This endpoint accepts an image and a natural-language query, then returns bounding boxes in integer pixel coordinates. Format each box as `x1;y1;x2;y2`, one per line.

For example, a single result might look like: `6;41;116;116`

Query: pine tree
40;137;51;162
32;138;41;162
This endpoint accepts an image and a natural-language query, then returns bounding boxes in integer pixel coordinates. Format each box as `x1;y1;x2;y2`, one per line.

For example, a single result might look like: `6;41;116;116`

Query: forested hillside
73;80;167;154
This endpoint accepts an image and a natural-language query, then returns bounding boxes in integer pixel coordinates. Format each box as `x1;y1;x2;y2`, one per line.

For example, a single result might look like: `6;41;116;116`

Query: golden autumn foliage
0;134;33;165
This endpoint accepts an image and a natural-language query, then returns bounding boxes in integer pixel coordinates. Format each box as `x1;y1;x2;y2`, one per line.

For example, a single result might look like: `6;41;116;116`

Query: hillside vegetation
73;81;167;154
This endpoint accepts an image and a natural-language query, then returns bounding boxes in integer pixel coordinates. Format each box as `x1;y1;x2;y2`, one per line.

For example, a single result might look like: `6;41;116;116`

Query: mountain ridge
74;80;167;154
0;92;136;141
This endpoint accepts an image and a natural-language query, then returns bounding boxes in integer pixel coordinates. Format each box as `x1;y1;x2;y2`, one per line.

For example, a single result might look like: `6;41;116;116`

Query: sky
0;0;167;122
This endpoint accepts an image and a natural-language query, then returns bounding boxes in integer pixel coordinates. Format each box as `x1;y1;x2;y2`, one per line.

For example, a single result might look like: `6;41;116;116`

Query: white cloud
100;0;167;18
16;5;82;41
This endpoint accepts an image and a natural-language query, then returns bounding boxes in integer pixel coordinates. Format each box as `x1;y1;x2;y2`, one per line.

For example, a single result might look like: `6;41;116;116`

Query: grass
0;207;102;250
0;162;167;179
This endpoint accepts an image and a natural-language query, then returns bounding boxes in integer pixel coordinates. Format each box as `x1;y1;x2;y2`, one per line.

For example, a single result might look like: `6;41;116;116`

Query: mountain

● ZIEL DER AUFGABE
Schreibe den Teil der Daten oben neu, der mit der ersten Zeile beginnt und mit der Zeile endet, die „73;80;167;154“ enthält, beide eingeschlossen. Ersetze darin „endpoint“ durch „service“ und lass alles andere unverändert.

● LÖSUNG
This service accepts an image and a natural-language query, then returns bounding boxes in integer pixel coordinates. Format each box as `x1;y1;x2;y2`, one per line.

For example, a single result might look like: `6;41;116;116`

Query: pine tree
40;137;51;162
32;138;41;162
This service accepts an image and a natural-language query, then returns bounding boxes in integer pixel coordinates. Format each box as `x1;y1;x2;y2`, one per line.

For example, a single result might look like: `6;41;116;116`

Query: forested hillside
73;80;167;154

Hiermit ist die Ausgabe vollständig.